# PAGE EXTRACT
DIRAC pam run in /home/kipeters/Dirac21/test/lucita_large

 

====  below this line is the stderr stream  ====

forrtl: severe (174): SIGSEGV, segmentation fault occurred

Image              PC                Routine            Line        Source            

dirac.x            0000000001A90464  Unknown               Unknown  Unknown

libpthread-2.12.s  0000003ACCA0F7E0  Unknown               Unknown  Unknown

dirac.x            00000000013229AC  getstr_totsm_spgp        1508  strings.F

dirac.x            0000000001319FC1  gasdias_                 1140  diagonal.F

dirac.x            0000000001319A99  gasdiat_                 1359  diagonal.F

dirac.x            00000000009E6287  gasci_                    499  program.F

 

From: "'Peterson, Kirk' via dirac-users" <dirac...@googlegroups.com>
Reply-To: "dirac...@googlegroups.com" <dirac...@googlegroups.com>
Date: Wednesday, September 1, 2021 at 7:05 AM
To: "dirac...@googlegroups.com" <dirac...@googlegroups.com>
Subject: Re: [dirac-users] Lucita memory failure

 

Dear Hans Jørgen,

 

thanks, this makes a lot of sense and explains my current error message for the i*4 version I was trying.  I guess the original question remains. Is it possible to get a functioning Lucita with the gnu compiler suite (with int64 which is my normal build)?

# DATASET CONTENT
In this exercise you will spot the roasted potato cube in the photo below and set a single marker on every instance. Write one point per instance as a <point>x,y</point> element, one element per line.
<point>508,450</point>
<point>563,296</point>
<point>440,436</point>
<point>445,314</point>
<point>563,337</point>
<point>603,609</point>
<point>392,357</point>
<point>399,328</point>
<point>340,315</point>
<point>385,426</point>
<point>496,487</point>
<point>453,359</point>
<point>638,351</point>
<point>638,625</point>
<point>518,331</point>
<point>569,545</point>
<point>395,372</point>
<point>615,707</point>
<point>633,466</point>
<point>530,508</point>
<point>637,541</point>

# THE TASKS
(1) Please echo the DIRAC forum excerpt, starting at "thanks, this makes" and ending at "my normal build)?".
(2) Duplicate the entire listing that follows the DIRAC forum excerpt, keeping every line unchanged.

# FINAL ANSWERS
(1)
thanks, this makes a lot of sense and explains my current error message for the i*4 version I was trying.  I guess the original question remains. Is it possible to get a functioning Lucita with the gnu compiler suite (with int64 which is my normal build)?

(2)
In this exercise you will spot the roasted potato cube in the photo below and set a single marker on every instance. Write one point per instance as a <point>x,y</point> element, one element per line.
<point>508,450</point>
<point>563,296</point>
<point>440,436</point>
<point>445,314</point>
<point>563,337</point>
<point>603,609</point>
<point>392,357</point>
<point>399,328</point>
<point>340,315</point>
<point>385,426</point>
<point>496,487</point>
<point>453,359</point>
<point>638,351</point>
<point>638,625</point>
<point>518,331</point>
<point>569,545</point>
<point>395,372</point>
<point>615,707</point>
<point>633,466</point>
<point>530,508</point>
<point>637,541</point>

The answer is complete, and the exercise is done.